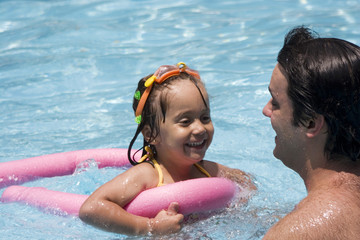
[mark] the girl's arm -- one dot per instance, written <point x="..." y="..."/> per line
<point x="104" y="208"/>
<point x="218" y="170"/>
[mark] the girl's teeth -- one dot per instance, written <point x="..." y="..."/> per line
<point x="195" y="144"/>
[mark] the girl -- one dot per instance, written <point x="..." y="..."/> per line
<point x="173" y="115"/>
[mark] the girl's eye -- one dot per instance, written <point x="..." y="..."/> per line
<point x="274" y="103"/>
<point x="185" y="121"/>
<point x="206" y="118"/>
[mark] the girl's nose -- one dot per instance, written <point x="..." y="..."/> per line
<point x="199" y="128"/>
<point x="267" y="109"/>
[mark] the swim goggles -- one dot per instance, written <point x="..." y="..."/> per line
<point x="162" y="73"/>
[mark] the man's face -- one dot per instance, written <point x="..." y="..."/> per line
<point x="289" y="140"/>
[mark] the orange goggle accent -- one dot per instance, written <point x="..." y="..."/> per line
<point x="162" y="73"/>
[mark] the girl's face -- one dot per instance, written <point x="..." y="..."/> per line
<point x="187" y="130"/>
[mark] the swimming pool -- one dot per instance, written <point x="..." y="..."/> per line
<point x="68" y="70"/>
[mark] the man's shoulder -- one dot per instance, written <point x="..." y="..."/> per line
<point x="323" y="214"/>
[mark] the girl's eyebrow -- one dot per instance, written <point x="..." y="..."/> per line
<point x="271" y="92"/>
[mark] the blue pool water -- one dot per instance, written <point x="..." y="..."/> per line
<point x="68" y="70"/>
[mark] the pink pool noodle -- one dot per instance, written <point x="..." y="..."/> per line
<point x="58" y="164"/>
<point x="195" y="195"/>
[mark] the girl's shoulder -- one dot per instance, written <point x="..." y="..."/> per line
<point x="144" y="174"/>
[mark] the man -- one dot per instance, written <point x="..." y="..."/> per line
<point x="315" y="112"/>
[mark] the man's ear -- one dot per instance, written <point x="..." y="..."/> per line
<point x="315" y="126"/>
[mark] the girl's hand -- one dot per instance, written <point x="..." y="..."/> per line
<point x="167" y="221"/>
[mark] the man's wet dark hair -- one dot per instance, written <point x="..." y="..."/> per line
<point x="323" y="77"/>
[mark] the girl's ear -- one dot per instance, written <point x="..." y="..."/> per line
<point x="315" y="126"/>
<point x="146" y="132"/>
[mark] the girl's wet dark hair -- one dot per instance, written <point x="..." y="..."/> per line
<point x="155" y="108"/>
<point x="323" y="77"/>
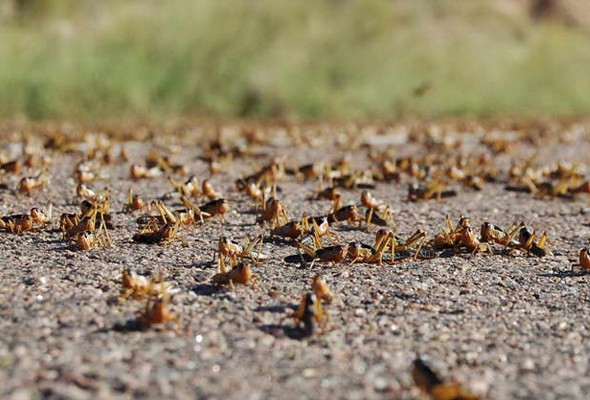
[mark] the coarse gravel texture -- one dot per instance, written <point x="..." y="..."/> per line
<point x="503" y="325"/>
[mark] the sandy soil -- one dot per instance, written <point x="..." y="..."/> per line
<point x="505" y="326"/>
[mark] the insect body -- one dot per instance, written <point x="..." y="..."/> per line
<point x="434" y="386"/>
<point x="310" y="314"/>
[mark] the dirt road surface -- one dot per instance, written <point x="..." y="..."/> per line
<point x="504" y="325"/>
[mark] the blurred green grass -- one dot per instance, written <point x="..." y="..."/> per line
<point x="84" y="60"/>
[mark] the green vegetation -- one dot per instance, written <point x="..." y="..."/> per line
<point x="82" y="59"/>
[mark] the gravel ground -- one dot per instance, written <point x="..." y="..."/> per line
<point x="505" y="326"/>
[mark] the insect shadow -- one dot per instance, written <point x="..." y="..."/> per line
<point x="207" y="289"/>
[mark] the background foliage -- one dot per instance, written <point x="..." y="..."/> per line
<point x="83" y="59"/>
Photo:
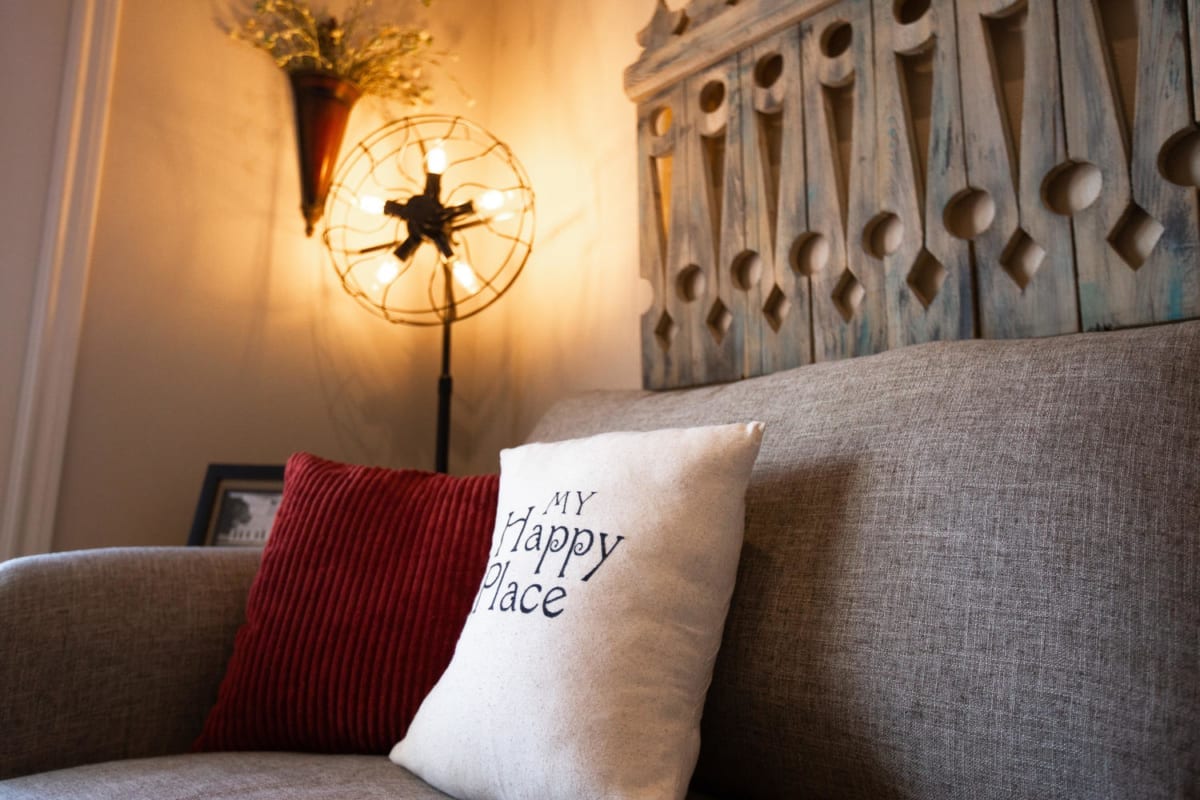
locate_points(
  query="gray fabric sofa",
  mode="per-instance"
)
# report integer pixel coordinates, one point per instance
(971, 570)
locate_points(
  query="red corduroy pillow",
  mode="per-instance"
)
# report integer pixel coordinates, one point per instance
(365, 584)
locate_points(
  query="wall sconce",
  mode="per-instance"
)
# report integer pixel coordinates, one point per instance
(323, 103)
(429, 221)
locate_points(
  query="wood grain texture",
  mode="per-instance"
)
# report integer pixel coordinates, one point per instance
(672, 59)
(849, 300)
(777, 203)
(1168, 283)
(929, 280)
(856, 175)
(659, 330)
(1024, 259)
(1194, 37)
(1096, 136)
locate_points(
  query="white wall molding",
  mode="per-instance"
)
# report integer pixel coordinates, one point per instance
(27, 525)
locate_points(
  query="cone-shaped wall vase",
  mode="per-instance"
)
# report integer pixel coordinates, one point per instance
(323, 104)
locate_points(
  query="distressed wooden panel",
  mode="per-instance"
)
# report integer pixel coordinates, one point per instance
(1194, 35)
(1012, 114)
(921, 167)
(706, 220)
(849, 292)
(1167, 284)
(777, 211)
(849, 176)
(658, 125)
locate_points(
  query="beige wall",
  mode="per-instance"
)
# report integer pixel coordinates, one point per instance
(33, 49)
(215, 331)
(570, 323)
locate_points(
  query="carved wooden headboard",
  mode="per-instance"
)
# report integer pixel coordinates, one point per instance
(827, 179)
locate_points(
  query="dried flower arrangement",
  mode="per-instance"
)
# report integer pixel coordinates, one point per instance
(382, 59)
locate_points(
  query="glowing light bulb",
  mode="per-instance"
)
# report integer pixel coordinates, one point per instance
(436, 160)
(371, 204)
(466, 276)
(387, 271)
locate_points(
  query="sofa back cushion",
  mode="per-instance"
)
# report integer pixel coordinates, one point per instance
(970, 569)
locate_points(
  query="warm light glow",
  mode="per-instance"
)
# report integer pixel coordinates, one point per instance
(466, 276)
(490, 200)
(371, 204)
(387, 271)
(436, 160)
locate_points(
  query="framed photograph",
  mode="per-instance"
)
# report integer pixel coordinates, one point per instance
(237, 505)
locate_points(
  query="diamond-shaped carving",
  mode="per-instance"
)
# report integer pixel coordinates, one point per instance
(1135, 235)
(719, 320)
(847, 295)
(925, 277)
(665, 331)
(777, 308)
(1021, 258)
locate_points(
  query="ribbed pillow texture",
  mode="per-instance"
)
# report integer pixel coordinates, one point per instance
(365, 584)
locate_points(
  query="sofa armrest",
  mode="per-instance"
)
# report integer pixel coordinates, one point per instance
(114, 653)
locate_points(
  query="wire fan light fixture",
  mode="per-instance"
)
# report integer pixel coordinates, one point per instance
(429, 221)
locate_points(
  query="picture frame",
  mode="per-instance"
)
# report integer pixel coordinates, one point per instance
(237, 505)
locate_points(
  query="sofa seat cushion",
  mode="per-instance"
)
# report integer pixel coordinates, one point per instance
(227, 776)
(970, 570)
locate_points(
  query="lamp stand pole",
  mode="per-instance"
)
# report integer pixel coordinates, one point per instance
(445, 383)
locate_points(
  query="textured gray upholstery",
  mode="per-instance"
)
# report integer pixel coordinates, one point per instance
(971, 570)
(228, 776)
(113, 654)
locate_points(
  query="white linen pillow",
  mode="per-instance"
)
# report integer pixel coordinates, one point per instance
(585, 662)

--- --- ---

DIRECTIVE:
How many lines in the entries above contain the word "light", with case counting? Give only the number.

SOLVED PROBLEM:
3